TEXTO FORNECIDO
((
Referiste que podias estar horas a falar das tuas influências e, em «So Sorry I Could Die», há um riff de homenagem aos LED ZEPPELIN, por exemplo.
Os riffs saem-me, e só depois reparo nas influências. Muitas vezes, toco-os e só muito depois é que me começo a questionar onde já ouvi aquilo. Algumas vezes tenho de mudar por serem demasiado parecidos com o original, outras deixo como uma forma de tirar o chapéu aos meus heróis. Neste disco, há uma série de homenagens a coisas que poderás não encontrar lá, mas que eu encontro.

Como são esses “tributos”?
Podem ser algo pequeno, por vezes a forma como abordo a guitarra com a palheta e deslizo nela, por exemplo. Aí é uma referência ao Steve Jones e so SEX PISTOLS. Geralmente, são pequenas coisas assim. De repente, não estou a conseguir lembrar-me de coisas específicas, mas se estivesse a escutar o disco, dizia-te para ouvir com muita atenção este ou aquele pormenor, porque te ia recordar isto ou aquilo. Divirto-me muito a criar essas homenagens.

Quando se cria música, não devia ser sempre esse o objectivo?
Sim, toda a música boa deve começar assim. Se não for por aí, pode não soar sincera e honesta. Primeiro, a música deve agradar-te, se outros gostarem depois… Bem, isso aí já é um bónus. Tens sempre de gostar primeiro do que fazes.
))
EXERCÍCIOS
1. Responde, por favor, a estas perguntas sobre a entrevista sobre riffs e influências musicais:
(a) A que banda presta homenagem o riff de «So Sorry I Could Die»?
(b) A que guitarrista remete a forma de abordar a guitarra com a palheta e deslizar nela?
(c) O que considera o entrevistado um bónus?
2. Altera o trecho da entrevista sobre riffs e influências musicais que vai desde "Os riffs saem-me, e" até "criar essas homenagens.", pondo "ídolos" no lugar de "heróis".
3. Prossegue a entrevista sobre riffs e influências musicais a partir do ponto em que termina.
O material que se segue não tem qualquer relação com a entrevista sobre riffs e influências musicais.

DADOS REGISTADOS
((
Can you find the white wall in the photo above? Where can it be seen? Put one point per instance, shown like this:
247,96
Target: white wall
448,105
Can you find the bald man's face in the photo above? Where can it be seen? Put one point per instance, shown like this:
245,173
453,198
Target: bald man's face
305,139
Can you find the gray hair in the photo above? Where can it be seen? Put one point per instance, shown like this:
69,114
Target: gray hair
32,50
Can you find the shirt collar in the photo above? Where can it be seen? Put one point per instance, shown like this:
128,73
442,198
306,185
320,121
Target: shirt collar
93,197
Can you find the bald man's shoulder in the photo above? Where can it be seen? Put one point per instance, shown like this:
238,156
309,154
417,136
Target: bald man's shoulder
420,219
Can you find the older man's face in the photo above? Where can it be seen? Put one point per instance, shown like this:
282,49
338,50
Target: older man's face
))
RESPOSTAS
1.
(a) Aos LED ZEPPELIN.
(b) Ao Steve Jones.
(c) Que outros gostem da música depois de ela lhe agradar a ele.

2.
Os riffs saem-me, e só depois reparo nas influências. Muitas vezes, toco-os e só muito depois é que me começo a questionar onde já ouvi aquilo. Algumas vezes tenho de mudar por serem demasiado parecidos com o original, outras deixo como uma forma de tirar o chapéu aos meus ídolos. Neste disco, há uma série de homenagens a coisas que poderás não encontrar lá, mas que eu encontro.

Como são esses “tributos”?
Podem ser algo pequeno, por vezes a forma como abordo a guitarra com a palheta e deslizo nela, por exemplo. Aí é uma referência ao Steve Jones e so SEX PISTOLS. Geralmente, são pequenas coisas assim. De repente, não estou a conseguir lembrar-me de coisas específicas, mas se estivesse a escutar o disco, dizia-te para ouvir com muita atenção este ou aquele pormenor, porque te ia recordar isto ou aquilo. Divirto-me muito a criar essas homenagens.

3.
Este disco foi lançado a 1 de Abril, o dia das mentiras. Foi uma piada?
Quando a editora nos disse que tinha uma data de lançamento e que era essa, foi isso que pensámos… “A sério? O 1º de Abril?!”. Vamos ver se é piada ou não. [risos]

Até porque hoje é complicado a um grupo fazer planos com antecedência.
De certa forma podes fazer planos, desde que tenhas em mente que podem não se realizar. Para já, temos alguns festivais marcados para o Verão. Não foi difícil programá-los, pois todos os cartazes estavam a ser adiados e já estava previsto tocarmos neles há duas semanas. O plano é fazermos, depois, uma digressão europeia, durante o Outono. No entanto, isso erá se ser visto com muita calma, porque se aparecer uma nova variante da COVID-19 voltamos ao ponto de partida, o que é uma merda.

Penso que com os LUCIFER também se está a passar algo semelhante.
Nesse caso, era suposto termos feito uma digressão em Fevereiro, que acabou por não acontecer. De momento, temos apenas alguns festivais já planeados. Vamos ver, há planos para ambas as bandas.

Como estão as coisas com os outros elementos e as suas respectivas bandas?
Bem, como toda a gente, eles também não têm feito muita coisa nos últimos ano para lá de trabalharem neste disco, por isso não vai haver problemas de agenda. Os THE HELLACOPTERS não vão fazer digressões muito extensas como fazíamos. Vamos ser mais selectivos com tudo, por isso não haverá problemas.

À época foi algo inovador teres saltado de uma banda como os Entombed para fazeres um grupo de rock, mas hoje isso até é bastante comum.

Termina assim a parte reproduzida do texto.